>> BEGIN GIVEN INFORMATION
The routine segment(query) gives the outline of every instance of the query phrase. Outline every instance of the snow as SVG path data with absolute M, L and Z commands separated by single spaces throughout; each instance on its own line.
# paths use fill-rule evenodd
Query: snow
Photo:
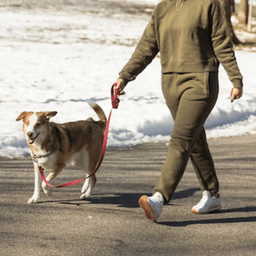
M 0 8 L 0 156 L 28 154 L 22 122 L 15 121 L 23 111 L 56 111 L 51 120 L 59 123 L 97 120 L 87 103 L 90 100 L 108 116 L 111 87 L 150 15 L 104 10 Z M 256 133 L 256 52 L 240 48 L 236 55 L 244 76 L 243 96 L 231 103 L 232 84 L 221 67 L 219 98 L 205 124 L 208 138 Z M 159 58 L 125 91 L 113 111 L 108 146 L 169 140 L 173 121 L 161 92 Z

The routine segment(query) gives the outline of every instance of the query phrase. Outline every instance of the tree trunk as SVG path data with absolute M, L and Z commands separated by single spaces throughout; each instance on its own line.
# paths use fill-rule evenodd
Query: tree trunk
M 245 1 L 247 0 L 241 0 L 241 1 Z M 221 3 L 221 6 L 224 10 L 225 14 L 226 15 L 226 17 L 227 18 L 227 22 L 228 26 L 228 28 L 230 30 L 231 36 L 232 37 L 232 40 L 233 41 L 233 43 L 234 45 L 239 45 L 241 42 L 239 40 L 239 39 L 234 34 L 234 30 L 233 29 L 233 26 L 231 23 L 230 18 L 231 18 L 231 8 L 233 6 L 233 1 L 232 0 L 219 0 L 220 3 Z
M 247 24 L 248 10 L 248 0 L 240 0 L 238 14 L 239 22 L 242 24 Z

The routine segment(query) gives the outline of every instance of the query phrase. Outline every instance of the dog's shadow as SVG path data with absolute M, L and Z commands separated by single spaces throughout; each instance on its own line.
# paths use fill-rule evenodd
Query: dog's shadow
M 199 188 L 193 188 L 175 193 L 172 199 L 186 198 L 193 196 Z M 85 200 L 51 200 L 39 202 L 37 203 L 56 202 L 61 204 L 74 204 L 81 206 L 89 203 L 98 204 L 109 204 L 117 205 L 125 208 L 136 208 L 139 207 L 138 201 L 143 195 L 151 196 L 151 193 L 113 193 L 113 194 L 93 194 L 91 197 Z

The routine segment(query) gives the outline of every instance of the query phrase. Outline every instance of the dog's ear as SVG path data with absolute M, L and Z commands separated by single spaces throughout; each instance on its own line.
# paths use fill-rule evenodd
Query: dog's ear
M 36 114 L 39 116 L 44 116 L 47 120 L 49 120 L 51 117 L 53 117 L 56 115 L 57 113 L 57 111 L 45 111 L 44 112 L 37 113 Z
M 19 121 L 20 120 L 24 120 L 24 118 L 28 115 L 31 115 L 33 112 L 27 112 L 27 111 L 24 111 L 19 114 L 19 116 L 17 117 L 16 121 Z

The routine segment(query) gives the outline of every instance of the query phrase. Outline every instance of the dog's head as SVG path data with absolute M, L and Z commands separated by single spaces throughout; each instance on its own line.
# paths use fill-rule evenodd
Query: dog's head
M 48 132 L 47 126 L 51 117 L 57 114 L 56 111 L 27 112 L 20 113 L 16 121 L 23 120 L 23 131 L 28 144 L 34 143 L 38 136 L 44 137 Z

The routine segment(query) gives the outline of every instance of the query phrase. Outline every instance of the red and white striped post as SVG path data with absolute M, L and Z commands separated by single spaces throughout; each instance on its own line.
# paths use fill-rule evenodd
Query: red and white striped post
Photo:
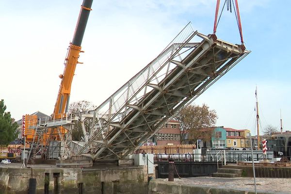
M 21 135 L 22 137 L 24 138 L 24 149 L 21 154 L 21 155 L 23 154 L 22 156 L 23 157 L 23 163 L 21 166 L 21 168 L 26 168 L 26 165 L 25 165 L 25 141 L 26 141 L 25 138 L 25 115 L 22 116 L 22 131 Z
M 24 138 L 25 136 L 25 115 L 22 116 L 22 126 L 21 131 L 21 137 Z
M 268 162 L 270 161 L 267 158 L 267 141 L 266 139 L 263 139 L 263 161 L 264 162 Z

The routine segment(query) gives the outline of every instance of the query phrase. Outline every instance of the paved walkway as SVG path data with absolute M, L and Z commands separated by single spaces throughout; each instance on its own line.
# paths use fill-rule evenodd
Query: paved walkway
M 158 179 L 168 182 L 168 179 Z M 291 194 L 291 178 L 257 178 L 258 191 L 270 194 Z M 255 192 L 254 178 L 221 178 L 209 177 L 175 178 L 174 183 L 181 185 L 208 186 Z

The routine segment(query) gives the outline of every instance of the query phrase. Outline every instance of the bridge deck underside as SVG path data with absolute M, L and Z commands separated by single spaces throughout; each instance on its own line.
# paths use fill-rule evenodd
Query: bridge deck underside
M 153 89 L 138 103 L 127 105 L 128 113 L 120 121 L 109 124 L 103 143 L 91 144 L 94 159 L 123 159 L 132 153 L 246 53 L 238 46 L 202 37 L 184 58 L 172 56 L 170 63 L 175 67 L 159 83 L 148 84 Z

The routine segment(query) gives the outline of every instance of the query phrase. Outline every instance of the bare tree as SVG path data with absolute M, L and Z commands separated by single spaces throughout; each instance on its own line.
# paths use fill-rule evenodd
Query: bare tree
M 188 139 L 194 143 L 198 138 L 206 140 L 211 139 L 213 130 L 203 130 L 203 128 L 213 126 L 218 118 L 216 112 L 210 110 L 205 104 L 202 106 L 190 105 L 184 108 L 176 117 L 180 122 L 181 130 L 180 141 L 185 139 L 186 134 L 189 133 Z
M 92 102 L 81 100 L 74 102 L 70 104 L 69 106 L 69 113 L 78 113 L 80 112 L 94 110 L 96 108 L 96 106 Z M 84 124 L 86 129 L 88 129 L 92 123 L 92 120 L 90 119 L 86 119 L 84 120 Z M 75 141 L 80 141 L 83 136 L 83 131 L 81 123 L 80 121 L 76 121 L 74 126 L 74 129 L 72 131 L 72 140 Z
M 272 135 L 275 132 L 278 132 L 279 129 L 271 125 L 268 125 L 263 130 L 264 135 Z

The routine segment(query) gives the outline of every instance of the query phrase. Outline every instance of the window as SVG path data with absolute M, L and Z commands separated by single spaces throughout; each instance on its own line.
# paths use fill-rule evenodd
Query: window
>> END GIVEN INFORMATION
>> BEGIN GIVEN INFORMATION
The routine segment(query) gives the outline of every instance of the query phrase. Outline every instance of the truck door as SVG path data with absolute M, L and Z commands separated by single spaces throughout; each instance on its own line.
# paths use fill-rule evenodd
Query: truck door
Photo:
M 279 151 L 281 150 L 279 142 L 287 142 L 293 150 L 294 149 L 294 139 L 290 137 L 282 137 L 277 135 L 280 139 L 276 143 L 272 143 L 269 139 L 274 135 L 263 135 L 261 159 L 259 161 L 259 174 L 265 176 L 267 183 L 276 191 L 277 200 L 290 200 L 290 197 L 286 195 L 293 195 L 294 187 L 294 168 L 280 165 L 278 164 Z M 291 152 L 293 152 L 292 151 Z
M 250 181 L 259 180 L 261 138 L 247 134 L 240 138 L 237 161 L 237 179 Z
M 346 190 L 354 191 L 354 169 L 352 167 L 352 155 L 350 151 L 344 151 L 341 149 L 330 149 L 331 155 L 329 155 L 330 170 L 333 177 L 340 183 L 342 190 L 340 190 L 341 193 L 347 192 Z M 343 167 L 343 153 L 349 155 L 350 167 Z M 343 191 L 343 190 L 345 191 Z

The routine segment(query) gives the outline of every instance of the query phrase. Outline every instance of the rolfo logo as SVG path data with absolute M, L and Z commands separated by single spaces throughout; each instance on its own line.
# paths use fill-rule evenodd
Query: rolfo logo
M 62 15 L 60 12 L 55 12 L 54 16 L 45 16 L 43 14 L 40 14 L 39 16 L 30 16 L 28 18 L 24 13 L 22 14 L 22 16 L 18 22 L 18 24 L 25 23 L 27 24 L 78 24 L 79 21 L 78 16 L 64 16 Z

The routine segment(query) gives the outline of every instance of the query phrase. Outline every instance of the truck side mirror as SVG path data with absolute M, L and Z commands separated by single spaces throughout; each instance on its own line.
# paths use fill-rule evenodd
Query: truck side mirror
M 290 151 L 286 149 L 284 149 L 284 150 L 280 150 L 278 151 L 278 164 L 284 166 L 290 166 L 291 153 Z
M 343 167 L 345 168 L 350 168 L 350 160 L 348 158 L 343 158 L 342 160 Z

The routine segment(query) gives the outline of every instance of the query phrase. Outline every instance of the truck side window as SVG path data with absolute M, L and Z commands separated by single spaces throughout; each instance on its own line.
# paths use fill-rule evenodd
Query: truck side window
>> END GIVEN INFORMATION
PROBLEM TO WORK ON
List every line of the records that contains the string "underside". Case counts.

THE RESULT
The routine segment(query) gives the outline of every instance of the query phrase. Outline every instance of the bridge deck underside as SVG path data with absolute M, L and Z commands separated by single spaces throughout; each instance on its own line.
Query: bridge deck underside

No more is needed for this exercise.